Takiguchi et al, "Synthesis of naphthenates of gold, silver, platinum and palladium and bisoxime palladium dichlorides," Kagyo Kagaku Zasshi, Vol. 72, No.7, (Japan 1969) pp. 1549-1551, describes reactions of chloroauric acid and chloroplatinic acid with sodium naphthenate, reporting that the direct reaction between an aqueous solution of chloroauric acid and sodium naphthenate lacked reproducibility and yield and the direct reactions between chloroplatinic acid and sodium naphthenate caused marked precipitation of metal and "did not produce a good result."
U.S. Pat. No. 3,652,613, issued on Mar. 28, 1972, describes a process for the production of a platinous carboxylate containing two or more carbon atoms by reacting at an elevated temperature a platinic halide with a carboxylate containing two or more carbon atoms of a metal which forms a halide insoluble in the reaction medium. Saturated ethers, carboxylic acids, esters, and ketones are mentioned as suitable inert liquid media. Column 2, lines 1-2, refer to silver carboxylates as "preferred" metal carboxylates.
U.S. Pat. No. 3,700,458 (Lindholm) describes a chemical process for preparing noble metal salts of carboxylic acids useful in photosensitive and thermosensitive compositions. The process involves mixing a non-aqueous solution of an organic carboxylic acid with a non-aqueous solution of a noble metal trifluoroacetate or tetrafluoroborate in the presence of an organic peptizer. A variety of organic peptizers are disclosed including polyvinyl acetals and certain acrylate copolymers.
Vest et al, "Final Technical Report: MOD Silver Metallization for Photovotaics," Department of Energy DOE/JBL/956679--84, Distribution Cat. UC-63 (Purdue Research Foundation, Jul. 1, 1985) pp. 1-52, describes preparation of platinum (II) 2,4-pentanedionate and platinum (II) 2-ethylhexanoate at pages 17 and 18. The preparation of 2,4-pentanedionate is reported as carried out by dissolving potassium tetrachloroplatinate (II) in 8 mL of hot water and stirring in potassium hydroxide dissolved in 2 mL of water. The solution is warmed until it becomes yellow at which time acetyl acetone is added. The report states that when this mixture is heated to 50.degree. C. with frequent shaking, a pale yellow precipitate of platinum 2,4-pentanedionate is gradually formed over a period of 1 to 1.5 hours. The preparation of the 2-ethylhexanoate is reported as prepared by stirring a solution of potassium tetrachloroplatinate into an equal molar mixture of 2-ethylhexanoic acid and triethylamine. The resulting solution is stirred at room temperature for one hour and then heated to 50.degree. C. in a water bath and stirred at that temperature for 2 to 3 hours. The report then states that a black oil separates from this solution which is removed, washed with cold water and then warm water (50.degree.-60.degree. C.) until no chloride ions were detected in the wash water with silver nitrate. The black oil is then extracted in about 40 mL of benzene and dried over a molecular sieve.
Similarly, Vest and Singaram, "Material Research Society Symposium Proceedings", vol. 60, pg. 35 (1986) describes a production of ruthenium 2-ethylhexanoate from ruthenium trichloride trihydrate and triethyl ammonium 2-ethylhexanoate in 68% yield.

| DATA SECTION |
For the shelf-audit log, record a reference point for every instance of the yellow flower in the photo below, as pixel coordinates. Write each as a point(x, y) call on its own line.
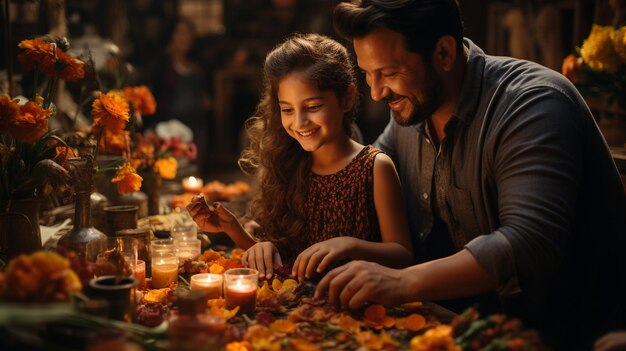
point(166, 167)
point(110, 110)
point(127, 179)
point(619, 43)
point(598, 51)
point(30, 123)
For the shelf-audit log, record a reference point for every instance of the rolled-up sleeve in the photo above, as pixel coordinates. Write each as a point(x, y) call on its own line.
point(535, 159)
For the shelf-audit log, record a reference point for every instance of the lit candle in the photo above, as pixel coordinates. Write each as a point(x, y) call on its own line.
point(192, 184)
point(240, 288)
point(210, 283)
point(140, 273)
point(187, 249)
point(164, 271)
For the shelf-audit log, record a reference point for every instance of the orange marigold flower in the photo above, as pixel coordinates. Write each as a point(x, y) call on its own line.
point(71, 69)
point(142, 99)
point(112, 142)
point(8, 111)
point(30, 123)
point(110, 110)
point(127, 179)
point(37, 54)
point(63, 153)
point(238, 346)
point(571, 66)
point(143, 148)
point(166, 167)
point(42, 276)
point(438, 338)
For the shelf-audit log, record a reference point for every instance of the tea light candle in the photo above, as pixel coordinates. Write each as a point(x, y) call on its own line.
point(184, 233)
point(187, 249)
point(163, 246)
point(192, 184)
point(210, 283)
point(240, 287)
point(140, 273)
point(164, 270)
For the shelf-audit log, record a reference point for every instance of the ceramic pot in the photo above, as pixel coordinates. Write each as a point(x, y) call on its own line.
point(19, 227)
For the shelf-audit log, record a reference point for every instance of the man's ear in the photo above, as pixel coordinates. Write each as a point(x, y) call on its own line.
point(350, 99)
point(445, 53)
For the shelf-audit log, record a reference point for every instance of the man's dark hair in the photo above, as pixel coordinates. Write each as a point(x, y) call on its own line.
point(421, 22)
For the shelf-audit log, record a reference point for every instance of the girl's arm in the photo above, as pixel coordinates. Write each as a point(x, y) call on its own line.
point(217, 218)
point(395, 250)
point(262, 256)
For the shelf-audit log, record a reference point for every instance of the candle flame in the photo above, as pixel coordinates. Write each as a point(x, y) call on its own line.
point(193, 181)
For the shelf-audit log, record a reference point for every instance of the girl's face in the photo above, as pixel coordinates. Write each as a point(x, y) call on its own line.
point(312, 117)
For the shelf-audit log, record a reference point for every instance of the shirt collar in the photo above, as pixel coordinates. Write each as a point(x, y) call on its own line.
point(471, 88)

==

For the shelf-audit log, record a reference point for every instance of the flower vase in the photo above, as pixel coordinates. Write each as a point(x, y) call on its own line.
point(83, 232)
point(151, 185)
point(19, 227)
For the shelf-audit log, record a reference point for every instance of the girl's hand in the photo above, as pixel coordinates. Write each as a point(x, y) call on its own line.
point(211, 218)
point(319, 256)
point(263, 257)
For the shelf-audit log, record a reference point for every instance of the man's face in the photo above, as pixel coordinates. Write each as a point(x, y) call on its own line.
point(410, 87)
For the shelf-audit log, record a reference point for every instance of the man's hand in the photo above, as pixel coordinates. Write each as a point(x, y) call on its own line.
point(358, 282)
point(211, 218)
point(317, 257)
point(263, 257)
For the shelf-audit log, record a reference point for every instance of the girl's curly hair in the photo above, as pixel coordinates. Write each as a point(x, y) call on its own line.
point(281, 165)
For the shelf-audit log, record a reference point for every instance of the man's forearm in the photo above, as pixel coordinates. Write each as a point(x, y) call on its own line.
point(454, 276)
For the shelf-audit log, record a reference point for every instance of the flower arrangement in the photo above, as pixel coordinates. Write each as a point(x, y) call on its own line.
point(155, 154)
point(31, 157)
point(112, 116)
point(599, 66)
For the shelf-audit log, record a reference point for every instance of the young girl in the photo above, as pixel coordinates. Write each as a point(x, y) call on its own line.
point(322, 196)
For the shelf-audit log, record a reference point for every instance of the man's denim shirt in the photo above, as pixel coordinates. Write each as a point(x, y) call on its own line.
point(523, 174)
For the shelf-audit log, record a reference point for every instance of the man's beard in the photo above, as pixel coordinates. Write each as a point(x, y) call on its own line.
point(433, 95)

---

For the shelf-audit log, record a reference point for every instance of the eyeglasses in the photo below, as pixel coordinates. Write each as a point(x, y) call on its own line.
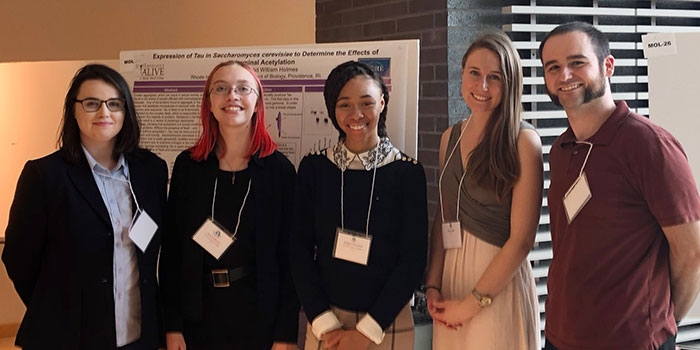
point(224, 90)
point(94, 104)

| EXERCISE TASKS |
A – Answer these from the text on noble metal salt syntheses:
(i) Which U.S. patent calls silver carboxylates the "preferred" metal carboxylates?
(ii) According to Vest et al, over what period does the pale yellow precipitate of platinum 2,4-pentanedionate form?
(iii) What yield does Vest and Singaram report for ruthenium 2-ethylhexanoate?
B – Reproduce the part of the text on noble metal salt syntheses between "Similarly, Vest and" and "in 68% yield.", inclusive.

| RESPONSES PER TASK |
A –
(i) U.S. Pat. No. 3,652,613
(ii) 1 to 1.5 hours
(iii) 68%

B –
Similarly, Vest and Singaram, "Material Research Society Symposium Proceedings", vol. 60, pg. 35 (1986) describes a production of ruthenium 2-ethylhexanoate from ruthenium trichloride trihydrate and triethyl ammonium 2-ethylhexanoate in 68% yield.